Please copy every line of the records below, requests included, but leave out the pictures. Scale each point coordinate in the answers by 0.95 and round to whole numbers, with halves going up; the requests and their format samples keep their numbers.

Material to process:
== == ==

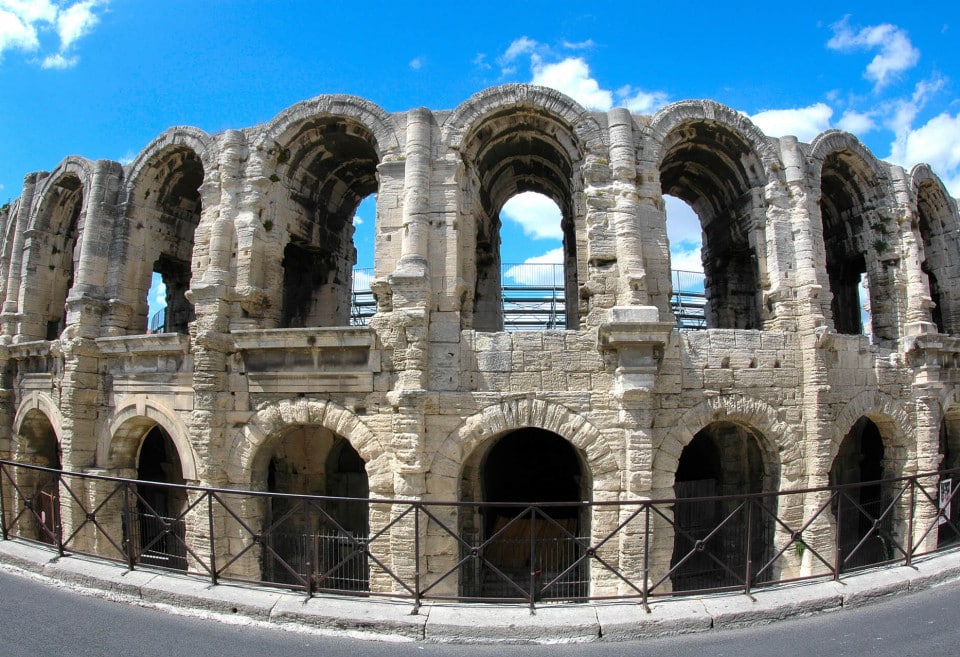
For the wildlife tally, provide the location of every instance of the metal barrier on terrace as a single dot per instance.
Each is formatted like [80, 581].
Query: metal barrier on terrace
[534, 555]
[533, 297]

== == ==

Response to this task:
For the wildlife tally, provide the location of every instance of the metal barrier on terrace as a single dot per instance.
Each is formatted like [80, 581].
Query: metal barrier on terrace
[507, 527]
[506, 282]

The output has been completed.